# [Consigne]
Pouvez-vous extraire mot pour mot, en entier, le texte ci-dessous qui présente le roman Em de Kim Thúy ?

# [Extrait choisi]

>>>

Kim Thúy, Em
La vérité de cette histoire est morcelée, incomplète, inachevée dans le temps et dans l’espace. Elle passe par les colons implantés en Indochine pour y exploiter les terres et les forêts. Par les hévéas transplantés et incisés afin de produire l’indispensable caoutchouc. Par le sang et les larmes versés par les coolies qui saignaient les troncs. Par la guerre appelée «du Vietnam» par les uns et «américaine» par les autres. Par les enfants métis arrachés à Saigon par un aigle volant avant d’être adoptés sur un autre continent. C’est une histoire d’amour qui débute entre deux êtres que tout sépare et se termine entre deux êtres que tout réunit; une histoire de solidarité aussi, qui voit des enfants abandonnés dormir dans des cartons et des salons de manucure fleurir dans le monde entier, tenus par d’anciens boat people.

<<<

# [Lignes fournies]
>>>

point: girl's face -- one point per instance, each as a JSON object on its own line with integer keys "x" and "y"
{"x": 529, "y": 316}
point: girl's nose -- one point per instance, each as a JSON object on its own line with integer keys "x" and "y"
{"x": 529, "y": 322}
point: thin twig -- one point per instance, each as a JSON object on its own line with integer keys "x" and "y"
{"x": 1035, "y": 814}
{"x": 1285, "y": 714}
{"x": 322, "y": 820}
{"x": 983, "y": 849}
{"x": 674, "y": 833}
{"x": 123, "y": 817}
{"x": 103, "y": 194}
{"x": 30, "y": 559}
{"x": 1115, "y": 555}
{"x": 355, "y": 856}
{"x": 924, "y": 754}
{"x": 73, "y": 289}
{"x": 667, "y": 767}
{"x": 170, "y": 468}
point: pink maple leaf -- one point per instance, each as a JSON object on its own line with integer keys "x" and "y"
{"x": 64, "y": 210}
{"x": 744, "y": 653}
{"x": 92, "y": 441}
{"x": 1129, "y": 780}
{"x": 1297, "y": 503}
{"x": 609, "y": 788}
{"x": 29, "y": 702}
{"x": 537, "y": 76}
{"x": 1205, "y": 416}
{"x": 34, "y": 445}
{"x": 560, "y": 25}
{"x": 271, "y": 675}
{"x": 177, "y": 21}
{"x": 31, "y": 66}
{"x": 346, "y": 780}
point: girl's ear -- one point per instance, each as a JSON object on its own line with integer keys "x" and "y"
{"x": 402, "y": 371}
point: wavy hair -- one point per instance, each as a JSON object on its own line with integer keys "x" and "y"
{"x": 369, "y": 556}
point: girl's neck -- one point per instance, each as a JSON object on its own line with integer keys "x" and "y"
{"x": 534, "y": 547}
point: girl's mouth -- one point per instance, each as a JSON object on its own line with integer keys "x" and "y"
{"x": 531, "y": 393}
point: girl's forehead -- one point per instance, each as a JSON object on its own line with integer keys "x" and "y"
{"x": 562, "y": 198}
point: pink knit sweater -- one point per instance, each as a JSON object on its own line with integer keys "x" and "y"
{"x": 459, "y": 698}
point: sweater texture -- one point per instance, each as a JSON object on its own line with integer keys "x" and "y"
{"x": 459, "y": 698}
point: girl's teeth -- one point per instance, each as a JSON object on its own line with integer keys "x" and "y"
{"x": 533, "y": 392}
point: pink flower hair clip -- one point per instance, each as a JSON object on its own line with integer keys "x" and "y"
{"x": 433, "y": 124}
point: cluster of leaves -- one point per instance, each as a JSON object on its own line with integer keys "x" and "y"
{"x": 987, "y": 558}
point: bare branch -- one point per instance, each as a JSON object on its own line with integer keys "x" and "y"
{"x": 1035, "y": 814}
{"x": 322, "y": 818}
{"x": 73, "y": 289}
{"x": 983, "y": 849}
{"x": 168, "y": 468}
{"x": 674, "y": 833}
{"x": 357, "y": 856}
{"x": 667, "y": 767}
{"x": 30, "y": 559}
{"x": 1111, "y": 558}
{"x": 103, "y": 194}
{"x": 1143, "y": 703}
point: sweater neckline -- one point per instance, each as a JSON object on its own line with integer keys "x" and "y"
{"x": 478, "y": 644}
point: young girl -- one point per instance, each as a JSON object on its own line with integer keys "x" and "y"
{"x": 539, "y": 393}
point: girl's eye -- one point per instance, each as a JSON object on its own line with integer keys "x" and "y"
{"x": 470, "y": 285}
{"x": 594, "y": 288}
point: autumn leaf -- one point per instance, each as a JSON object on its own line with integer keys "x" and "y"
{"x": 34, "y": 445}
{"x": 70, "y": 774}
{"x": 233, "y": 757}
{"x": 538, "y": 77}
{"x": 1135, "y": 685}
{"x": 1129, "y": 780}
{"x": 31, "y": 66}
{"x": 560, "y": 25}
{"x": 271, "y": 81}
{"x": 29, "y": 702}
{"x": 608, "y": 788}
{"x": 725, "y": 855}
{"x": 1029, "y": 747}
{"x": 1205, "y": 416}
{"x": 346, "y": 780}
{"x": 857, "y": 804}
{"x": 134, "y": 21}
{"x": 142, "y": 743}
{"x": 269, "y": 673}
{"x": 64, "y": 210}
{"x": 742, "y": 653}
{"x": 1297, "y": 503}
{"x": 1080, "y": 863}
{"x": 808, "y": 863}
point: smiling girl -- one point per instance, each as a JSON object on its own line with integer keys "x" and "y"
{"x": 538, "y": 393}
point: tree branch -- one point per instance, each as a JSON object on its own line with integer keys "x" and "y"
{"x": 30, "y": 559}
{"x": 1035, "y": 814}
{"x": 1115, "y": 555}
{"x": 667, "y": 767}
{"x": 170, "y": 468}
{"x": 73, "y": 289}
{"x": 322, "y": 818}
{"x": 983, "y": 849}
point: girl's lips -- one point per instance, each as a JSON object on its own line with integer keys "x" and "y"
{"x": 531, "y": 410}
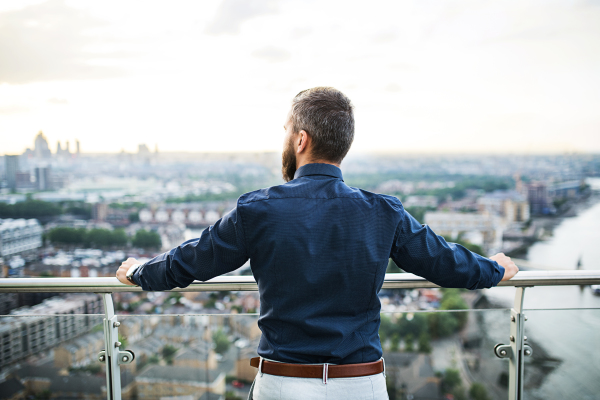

<<<

# [Résultat de l'exercice]
Kim Thúy, Em
La vérité de cette histoire est morcelée, incomplète, inachevée dans le temps et dans l’espace. Elle passe par les colons implantés en Indochine pour y exploiter les terres et les forêts. Par les hévéas transplantés et incisés afin de produire l’indispensable caoutchouc. Par le sang et les larmes versés par les coolies qui saignaient les troncs. Par la guerre appelée «du Vietnam» par les uns et «américaine» par les autres. Par les enfants métis arrachés à Saigon par un aigle volant avant d’être adoptés sur un autre continent. C’est une histoire d’amour qui débute entre deux êtres que tout sépare et se termine entre deux êtres que tout réunit; une histoire de solidarité aussi, qui voit des enfants abandonnés dormir dans des cartons et des salons de manucure fleurir dans le monde entier, tenus par d’anciens boat people.